EXERCISE
Each entry that follows should be retyped exactly.

DATA RECORDS

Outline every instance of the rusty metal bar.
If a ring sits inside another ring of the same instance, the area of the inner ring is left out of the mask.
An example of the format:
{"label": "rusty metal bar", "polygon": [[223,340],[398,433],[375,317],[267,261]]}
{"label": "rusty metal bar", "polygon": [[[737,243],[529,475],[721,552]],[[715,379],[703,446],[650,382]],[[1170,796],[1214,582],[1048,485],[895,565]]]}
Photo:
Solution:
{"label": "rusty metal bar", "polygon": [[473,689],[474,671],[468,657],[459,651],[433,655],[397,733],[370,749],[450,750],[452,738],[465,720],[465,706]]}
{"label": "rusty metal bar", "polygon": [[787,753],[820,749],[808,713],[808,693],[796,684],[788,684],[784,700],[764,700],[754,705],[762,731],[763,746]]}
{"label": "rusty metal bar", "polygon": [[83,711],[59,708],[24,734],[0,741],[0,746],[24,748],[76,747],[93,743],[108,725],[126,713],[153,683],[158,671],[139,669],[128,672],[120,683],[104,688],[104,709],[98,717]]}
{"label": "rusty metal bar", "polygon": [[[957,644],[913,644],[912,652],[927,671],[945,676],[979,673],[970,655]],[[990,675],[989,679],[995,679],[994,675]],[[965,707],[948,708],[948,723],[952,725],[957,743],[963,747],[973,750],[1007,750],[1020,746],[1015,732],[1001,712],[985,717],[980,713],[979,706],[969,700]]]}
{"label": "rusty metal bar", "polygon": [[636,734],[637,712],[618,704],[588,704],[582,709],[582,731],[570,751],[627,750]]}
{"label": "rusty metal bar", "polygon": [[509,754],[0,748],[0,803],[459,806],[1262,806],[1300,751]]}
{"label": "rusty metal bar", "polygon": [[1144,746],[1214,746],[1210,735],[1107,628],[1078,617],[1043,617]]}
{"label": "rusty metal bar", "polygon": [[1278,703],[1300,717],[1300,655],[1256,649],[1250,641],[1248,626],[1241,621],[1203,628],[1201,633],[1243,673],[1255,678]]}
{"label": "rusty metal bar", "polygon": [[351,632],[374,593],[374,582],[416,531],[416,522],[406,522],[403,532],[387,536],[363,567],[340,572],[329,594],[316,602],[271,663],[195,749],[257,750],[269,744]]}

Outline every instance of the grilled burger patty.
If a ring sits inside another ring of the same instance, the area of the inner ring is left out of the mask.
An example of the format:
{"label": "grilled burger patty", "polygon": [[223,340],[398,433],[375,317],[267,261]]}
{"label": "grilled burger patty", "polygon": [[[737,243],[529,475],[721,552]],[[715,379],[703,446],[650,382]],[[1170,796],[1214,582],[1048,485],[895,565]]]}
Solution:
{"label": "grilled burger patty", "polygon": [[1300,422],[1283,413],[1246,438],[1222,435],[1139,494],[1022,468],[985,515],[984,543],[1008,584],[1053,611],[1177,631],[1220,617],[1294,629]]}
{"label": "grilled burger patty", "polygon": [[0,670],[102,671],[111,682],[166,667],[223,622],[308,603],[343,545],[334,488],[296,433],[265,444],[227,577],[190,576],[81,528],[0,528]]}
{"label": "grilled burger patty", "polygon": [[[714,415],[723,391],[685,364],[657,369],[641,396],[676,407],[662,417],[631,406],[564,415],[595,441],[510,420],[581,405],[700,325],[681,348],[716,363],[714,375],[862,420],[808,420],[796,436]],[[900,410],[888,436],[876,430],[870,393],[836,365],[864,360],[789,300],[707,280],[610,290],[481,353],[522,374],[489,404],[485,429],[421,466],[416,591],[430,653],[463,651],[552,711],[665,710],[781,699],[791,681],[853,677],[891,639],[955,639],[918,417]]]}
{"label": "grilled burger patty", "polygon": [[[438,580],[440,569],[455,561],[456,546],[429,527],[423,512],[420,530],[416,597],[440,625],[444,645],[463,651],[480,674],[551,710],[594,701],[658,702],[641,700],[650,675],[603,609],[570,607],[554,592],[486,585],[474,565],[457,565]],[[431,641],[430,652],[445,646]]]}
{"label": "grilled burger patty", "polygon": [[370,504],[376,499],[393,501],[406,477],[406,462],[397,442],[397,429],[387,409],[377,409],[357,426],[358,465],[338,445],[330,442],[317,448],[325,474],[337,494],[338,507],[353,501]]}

ANSWER BOX
Outline every instance of the rusty metal bar.
If a ring sits inside another ring of the same instance, the area of the inner ring is left out of the mask.
An example of the format:
{"label": "rusty metal bar", "polygon": [[223,340],[398,433],[375,317],[267,261]]}
{"label": "rusty metal bar", "polygon": [[[737,243],[529,475],[721,552]],[[715,379],[703,446],[650,382]],[[1170,796],[1214,582],[1048,485],[895,565]]]}
Photo:
Solution:
{"label": "rusty metal bar", "polygon": [[473,689],[474,671],[468,657],[459,651],[433,655],[397,733],[370,749],[450,750],[452,738],[465,720],[465,706]]}
{"label": "rusty metal bar", "polygon": [[787,753],[820,749],[808,713],[808,693],[796,684],[788,684],[784,700],[764,700],[754,705],[762,731],[763,746]]}
{"label": "rusty metal bar", "polygon": [[83,711],[59,708],[24,734],[0,741],[0,746],[24,748],[76,747],[93,743],[108,725],[126,713],[153,683],[158,671],[139,669],[128,672],[120,683],[104,688],[104,709],[98,717]]}
{"label": "rusty metal bar", "polygon": [[[957,644],[913,644],[912,652],[927,671],[945,676],[979,673],[970,655]],[[990,675],[989,679],[995,679],[994,675]],[[965,707],[948,708],[948,723],[952,725],[957,743],[963,747],[973,750],[1007,750],[1020,746],[1015,732],[1001,712],[985,717],[980,713],[979,706],[969,700]]]}
{"label": "rusty metal bar", "polygon": [[636,734],[637,712],[618,704],[588,704],[582,709],[582,731],[570,751],[627,750]]}
{"label": "rusty metal bar", "polygon": [[509,754],[0,748],[0,803],[459,806],[1262,806],[1300,751]]}
{"label": "rusty metal bar", "polygon": [[1144,746],[1214,746],[1210,735],[1107,628],[1078,617],[1043,617]]}
{"label": "rusty metal bar", "polygon": [[1278,703],[1300,717],[1300,655],[1256,649],[1250,641],[1248,626],[1241,621],[1203,628],[1201,633],[1243,673],[1255,678]]}
{"label": "rusty metal bar", "polygon": [[351,632],[374,593],[374,582],[416,531],[416,522],[406,522],[403,532],[387,536],[363,567],[340,572],[329,594],[316,602],[271,663],[195,749],[257,750],[269,744]]}

Outline every instance of the grilled burger patty.
If a ring sits inside another ring of the same instance, the area of the inner ring is left out of the mask.
An example of the format:
{"label": "grilled burger patty", "polygon": [[223,340],[398,433],[375,317],[267,261]]}
{"label": "grilled burger patty", "polygon": [[[737,243],[529,475],[721,552]],[[715,379],[703,446],[650,382]],[[1170,796],[1214,582],[1048,485],[895,565]]]}
Solution:
{"label": "grilled burger patty", "polygon": [[1300,422],[1283,413],[1246,438],[1222,435],[1139,494],[1022,468],[985,515],[984,543],[1008,584],[1053,611],[1177,631],[1220,617],[1294,629]]}
{"label": "grilled burger patty", "polygon": [[0,670],[102,671],[111,682],[166,667],[223,622],[308,603],[343,545],[334,488],[296,433],[265,444],[227,577],[190,576],[81,528],[0,528]]}
{"label": "grilled burger patty", "polygon": [[[714,415],[723,391],[685,364],[657,369],[641,396],[676,407],[662,417],[631,406],[564,415],[595,441],[510,420],[581,405],[700,325],[681,348],[716,363],[714,375],[862,420],[808,420],[796,436]],[[900,410],[888,436],[876,430],[870,393],[836,365],[864,360],[789,300],[707,280],[610,290],[481,353],[522,374],[489,404],[485,429],[421,466],[416,591],[430,653],[463,651],[552,711],[665,710],[781,699],[791,681],[853,677],[891,639],[955,639],[918,417]]]}
{"label": "grilled burger patty", "polygon": [[[438,580],[440,569],[455,561],[456,546],[429,527],[423,512],[420,530],[416,597],[440,625],[444,645],[463,651],[480,674],[551,710],[594,701],[658,702],[641,700],[650,675],[603,609],[570,607],[554,592],[486,585],[474,565],[457,565]],[[431,641],[430,652],[445,646]]]}
{"label": "grilled burger patty", "polygon": [[370,504],[376,499],[393,501],[406,477],[406,462],[397,442],[397,429],[387,409],[377,409],[357,426],[358,465],[338,445],[330,442],[317,448],[325,474],[337,494],[338,507],[353,501]]}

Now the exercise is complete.